[Point labeling dataset excerpts]
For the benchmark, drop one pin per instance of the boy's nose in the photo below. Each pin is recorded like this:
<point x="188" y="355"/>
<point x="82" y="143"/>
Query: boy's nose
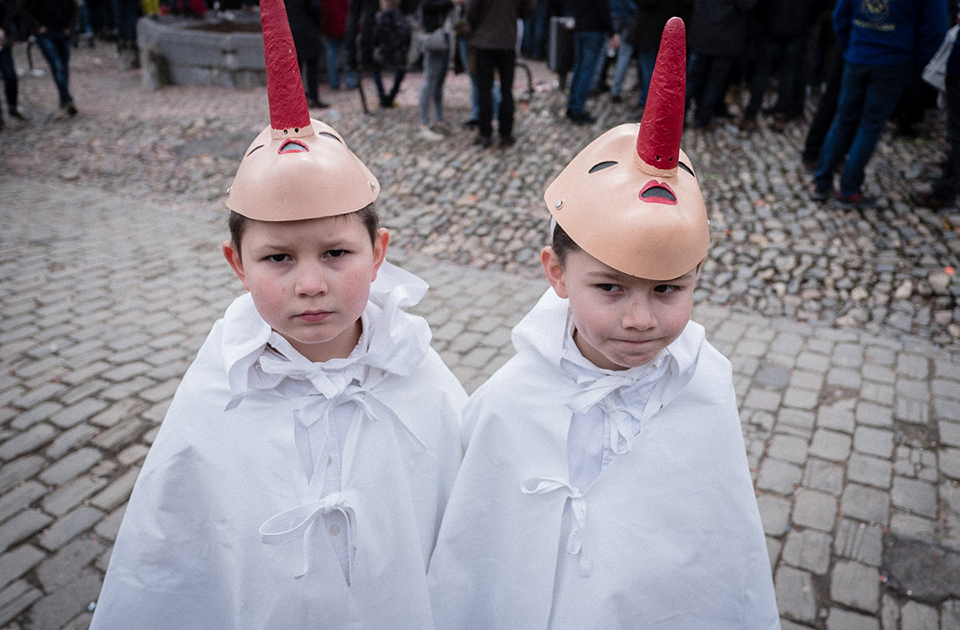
<point x="311" y="280"/>
<point x="639" y="315"/>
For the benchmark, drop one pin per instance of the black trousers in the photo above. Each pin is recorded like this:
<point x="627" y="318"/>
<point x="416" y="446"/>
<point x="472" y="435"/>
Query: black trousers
<point x="503" y="61"/>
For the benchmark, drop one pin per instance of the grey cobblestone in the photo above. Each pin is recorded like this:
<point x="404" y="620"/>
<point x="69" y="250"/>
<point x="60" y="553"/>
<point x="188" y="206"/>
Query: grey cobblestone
<point x="872" y="471"/>
<point x="796" y="595"/>
<point x="859" y="541"/>
<point x="815" y="509"/>
<point x="830" y="445"/>
<point x="808" y="550"/>
<point x="914" y="496"/>
<point x="855" y="585"/>
<point x="65" y="528"/>
<point x="849" y="423"/>
<point x="866" y="504"/>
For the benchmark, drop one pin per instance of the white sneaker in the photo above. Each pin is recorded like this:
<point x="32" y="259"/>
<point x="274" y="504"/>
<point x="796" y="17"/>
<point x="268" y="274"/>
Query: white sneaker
<point x="428" y="134"/>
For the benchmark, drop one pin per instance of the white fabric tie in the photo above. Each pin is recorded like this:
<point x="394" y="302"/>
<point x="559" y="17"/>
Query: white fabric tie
<point x="600" y="392"/>
<point x="543" y="485"/>
<point x="297" y="522"/>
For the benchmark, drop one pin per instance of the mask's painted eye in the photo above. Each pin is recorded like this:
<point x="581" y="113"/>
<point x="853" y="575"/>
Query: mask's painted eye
<point x="601" y="166"/>
<point x="327" y="134"/>
<point x="293" y="146"/>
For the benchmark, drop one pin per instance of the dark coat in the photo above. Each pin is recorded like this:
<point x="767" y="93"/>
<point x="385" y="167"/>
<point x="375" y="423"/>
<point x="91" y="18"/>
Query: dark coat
<point x="434" y="12"/>
<point x="719" y="27"/>
<point x="494" y="22"/>
<point x="54" y="15"/>
<point x="785" y="19"/>
<point x="651" y="16"/>
<point x="306" y="20"/>
<point x="592" y="16"/>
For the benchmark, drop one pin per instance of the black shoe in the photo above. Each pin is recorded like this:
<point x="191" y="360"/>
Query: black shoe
<point x="821" y="194"/>
<point x="856" y="201"/>
<point x="583" y="118"/>
<point x="926" y="199"/>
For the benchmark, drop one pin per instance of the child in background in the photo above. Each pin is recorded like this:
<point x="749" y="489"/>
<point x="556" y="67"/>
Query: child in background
<point x="605" y="482"/>
<point x="391" y="36"/>
<point x="301" y="471"/>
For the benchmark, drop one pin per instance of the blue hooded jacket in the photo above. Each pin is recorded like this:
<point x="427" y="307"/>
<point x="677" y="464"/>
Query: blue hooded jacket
<point x="890" y="32"/>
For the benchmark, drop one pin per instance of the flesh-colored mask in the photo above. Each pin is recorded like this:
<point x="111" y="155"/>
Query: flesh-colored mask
<point x="300" y="173"/>
<point x="297" y="168"/>
<point x="631" y="198"/>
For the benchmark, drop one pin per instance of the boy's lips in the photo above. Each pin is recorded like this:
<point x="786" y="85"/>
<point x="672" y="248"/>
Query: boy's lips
<point x="313" y="316"/>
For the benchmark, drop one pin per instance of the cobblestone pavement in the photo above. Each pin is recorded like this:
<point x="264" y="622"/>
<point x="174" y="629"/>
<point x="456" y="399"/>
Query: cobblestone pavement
<point x="841" y="327"/>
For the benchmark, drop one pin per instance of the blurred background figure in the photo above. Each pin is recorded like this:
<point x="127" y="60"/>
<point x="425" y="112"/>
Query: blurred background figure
<point x="50" y="22"/>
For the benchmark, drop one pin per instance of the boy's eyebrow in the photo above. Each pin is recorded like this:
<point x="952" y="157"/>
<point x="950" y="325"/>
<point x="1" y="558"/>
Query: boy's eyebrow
<point x="621" y="277"/>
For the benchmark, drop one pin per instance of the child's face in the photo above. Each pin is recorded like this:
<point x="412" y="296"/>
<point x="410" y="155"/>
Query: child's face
<point x="621" y="321"/>
<point x="310" y="279"/>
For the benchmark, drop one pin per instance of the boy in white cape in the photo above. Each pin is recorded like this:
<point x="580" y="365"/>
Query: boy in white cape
<point x="605" y="482"/>
<point x="299" y="477"/>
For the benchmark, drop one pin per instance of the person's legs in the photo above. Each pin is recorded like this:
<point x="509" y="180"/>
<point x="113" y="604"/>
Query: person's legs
<point x="434" y="63"/>
<point x="586" y="47"/>
<point x="397" y="80"/>
<point x="648" y="61"/>
<point x="484" y="77"/>
<point x="52" y="46"/>
<point x="624" y="57"/>
<point x="438" y="89"/>
<point x="506" y="62"/>
<point x="844" y="127"/>
<point x="826" y="109"/>
<point x="312" y="80"/>
<point x="765" y="63"/>
<point x="378" y="81"/>
<point x="948" y="184"/>
<point x="333" y="60"/>
<point x="884" y="87"/>
<point x="791" y="86"/>
<point x="9" y="74"/>
<point x="714" y="90"/>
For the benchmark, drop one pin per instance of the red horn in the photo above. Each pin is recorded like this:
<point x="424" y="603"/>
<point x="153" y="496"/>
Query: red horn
<point x="658" y="142"/>
<point x="288" y="102"/>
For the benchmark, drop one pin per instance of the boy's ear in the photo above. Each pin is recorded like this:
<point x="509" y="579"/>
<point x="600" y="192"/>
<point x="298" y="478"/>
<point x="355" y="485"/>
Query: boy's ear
<point x="232" y="254"/>
<point x="380" y="250"/>
<point x="551" y="267"/>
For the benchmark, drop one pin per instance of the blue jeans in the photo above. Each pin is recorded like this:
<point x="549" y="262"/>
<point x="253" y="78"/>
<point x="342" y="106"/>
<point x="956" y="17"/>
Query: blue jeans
<point x="434" y="72"/>
<point x="502" y="62"/>
<point x="55" y="46"/>
<point x="868" y="96"/>
<point x="648" y="61"/>
<point x="334" y="45"/>
<point x="463" y="49"/>
<point x="946" y="187"/>
<point x="9" y="74"/>
<point x="587" y="47"/>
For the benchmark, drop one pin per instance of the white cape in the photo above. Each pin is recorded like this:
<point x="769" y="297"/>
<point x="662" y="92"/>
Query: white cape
<point x="219" y="531"/>
<point x="667" y="537"/>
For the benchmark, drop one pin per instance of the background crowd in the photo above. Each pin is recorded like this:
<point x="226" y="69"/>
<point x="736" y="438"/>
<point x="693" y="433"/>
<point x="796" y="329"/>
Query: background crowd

**PROBLEM DETAILS:** Return the material exactly as given, apart from the pictures.

**REPLY:**
For the benchmark, drop one pin per instance of the boy's nose in the photo below. Each pin is recorded like this:
<point x="188" y="355"/>
<point x="82" y="143"/>
Query: boy's nose
<point x="311" y="280"/>
<point x="639" y="315"/>
For the benchmark, drop one pin per instance of the black trousers in the photo above. Each pin is recorded like this:
<point x="627" y="318"/>
<point x="416" y="446"/>
<point x="472" y="435"/>
Query: black trousers
<point x="503" y="61"/>
For the benchmark, drop one pin per instance of the grey cobblestone in the photo above. Each pin is recorded like this:
<point x="404" y="620"/>
<point x="69" y="250"/>
<point x="60" y="553"/>
<point x="188" y="206"/>
Query: grey cobblestone
<point x="872" y="471"/>
<point x="796" y="595"/>
<point x="859" y="541"/>
<point x="815" y="509"/>
<point x="830" y="445"/>
<point x="808" y="550"/>
<point x="914" y="496"/>
<point x="855" y="585"/>
<point x="65" y="528"/>
<point x="849" y="423"/>
<point x="866" y="504"/>
For the benchmark, drop one pin per instance of the white sneaker in the photo above. Each pin is recorded like this:
<point x="32" y="259"/>
<point x="274" y="504"/>
<point x="796" y="17"/>
<point x="268" y="274"/>
Query: white sneaker
<point x="428" y="134"/>
For the benchmark, drop one pin per instance of the white fabric tie in the photo above. Each pin is recorded like this:
<point x="394" y="302"/>
<point x="559" y="17"/>
Query: white fabric tie
<point x="600" y="392"/>
<point x="543" y="485"/>
<point x="297" y="522"/>
For the benchmark, drop one pin per instance of the mask's painted eye in the photo above. Each pin is recorded like this:
<point x="581" y="113"/>
<point x="853" y="575"/>
Query: mask's painted eye
<point x="601" y="166"/>
<point x="327" y="134"/>
<point x="293" y="146"/>
For the benchmark, drop one pin per instance of the dark coat in the photo above. Each pin is recorded like this:
<point x="767" y="93"/>
<point x="385" y="167"/>
<point x="375" y="423"/>
<point x="91" y="18"/>
Query: dark coat
<point x="434" y="12"/>
<point x="719" y="27"/>
<point x="494" y="22"/>
<point x="54" y="15"/>
<point x="785" y="19"/>
<point x="651" y="16"/>
<point x="306" y="20"/>
<point x="592" y="16"/>
For the benchmark, drop one pin per instance of the black shoe in the photo above. Each pin is recorded like this:
<point x="191" y="360"/>
Query: black shoe
<point x="821" y="194"/>
<point x="856" y="201"/>
<point x="583" y="118"/>
<point x="926" y="199"/>
For the benchmark, drop one pin per instance of the child in background in the photo above. Each pin is recorded like this:
<point x="749" y="489"/>
<point x="556" y="67"/>
Query: child in background
<point x="605" y="482"/>
<point x="391" y="36"/>
<point x="301" y="471"/>
For the benchmark, drop one pin per instance of the blue hooded jacket in the photo above. Each pin is recorded like this:
<point x="427" y="307"/>
<point x="677" y="464"/>
Query: blue hooded jacket
<point x="890" y="32"/>
For the benchmark, drop one pin per instance of the flesh-colored mask in the photo above. Each pin is recorded like this:
<point x="111" y="155"/>
Query: flesh-colored mask
<point x="300" y="173"/>
<point x="297" y="168"/>
<point x="631" y="198"/>
For the benchmark, drop one pin per instance of the boy's lips in the photo above. Each pin is recorded like this:
<point x="786" y="85"/>
<point x="672" y="248"/>
Query: boy's lips
<point x="313" y="316"/>
For the benchmark, drop one pin per instance of the cobblestone pavement in the photo above. Each pin is recorded like this:
<point x="264" y="622"/>
<point x="174" y="629"/>
<point x="456" y="399"/>
Query: cobblestone pavement
<point x="841" y="327"/>
For the benchmark, drop one pin per instance of the blurred background figure in the photo above. Each pin is recorded like this:
<point x="127" y="60"/>
<point x="425" y="112"/>
Query: blurred background figure
<point x="50" y="22"/>
For the benchmark, drop one pin per instance of the boy's eyebrow in the photo above. Each pin is recorded like this:
<point x="952" y="157"/>
<point x="950" y="325"/>
<point x="1" y="558"/>
Query: boy's eyebrow
<point x="621" y="277"/>
For the benchmark, drop one pin per instance of the child's face in the photo above. Each pin is recorded like this:
<point x="412" y="296"/>
<point x="410" y="155"/>
Query: child's face
<point x="621" y="321"/>
<point x="310" y="279"/>
For the benchmark, drop one pin per instance of the boy in white cape in the photo above. Each pin is recorded like this:
<point x="580" y="365"/>
Query: boy in white cape
<point x="605" y="482"/>
<point x="299" y="477"/>
For the benchmark, drop one pin per instance of the person's legs in the photo above. Each pin is recorded like this:
<point x="509" y="180"/>
<point x="113" y="604"/>
Query: person's legs
<point x="434" y="63"/>
<point x="586" y="47"/>
<point x="397" y="80"/>
<point x="648" y="61"/>
<point x="484" y="77"/>
<point x="52" y="46"/>
<point x="624" y="57"/>
<point x="438" y="89"/>
<point x="506" y="62"/>
<point x="844" y="127"/>
<point x="826" y="109"/>
<point x="312" y="80"/>
<point x="765" y="63"/>
<point x="378" y="81"/>
<point x="948" y="184"/>
<point x="333" y="60"/>
<point x="884" y="87"/>
<point x="791" y="86"/>
<point x="9" y="74"/>
<point x="714" y="90"/>
For the benchmark, drop one pin per instance of the red horn in the photo above. Each pin is recorded like this:
<point x="424" y="603"/>
<point x="153" y="496"/>
Query: red horn
<point x="658" y="142"/>
<point x="288" y="102"/>
For the benchmark, drop one pin per instance of the boy's ear in the photo above. Each pin is recorded like this:
<point x="509" y="579"/>
<point x="600" y="192"/>
<point x="298" y="478"/>
<point x="355" y="485"/>
Query: boy's ear
<point x="232" y="254"/>
<point x="380" y="250"/>
<point x="551" y="267"/>
For the benchmark, drop one pin per instance of the blue jeans in the photo above. Each pin is recorded like this:
<point x="549" y="262"/>
<point x="253" y="78"/>
<point x="342" y="106"/>
<point x="956" y="17"/>
Query: blue jeans
<point x="434" y="72"/>
<point x="502" y="62"/>
<point x="55" y="46"/>
<point x="868" y="96"/>
<point x="648" y="61"/>
<point x="334" y="45"/>
<point x="463" y="49"/>
<point x="946" y="187"/>
<point x="9" y="74"/>
<point x="587" y="47"/>
For the benchmark, drop one pin per instance of the white cape in the photo above. Each pin is recorded like this:
<point x="769" y="297"/>
<point x="662" y="92"/>
Query: white cape
<point x="219" y="531"/>
<point x="667" y="537"/>
For the benchmark, drop one pin per instance of the background crowd in the photo above. Each pin is recorded like this:
<point x="226" y="69"/>
<point x="736" y="438"/>
<point x="693" y="433"/>
<point x="796" y="329"/>
Query: background crowd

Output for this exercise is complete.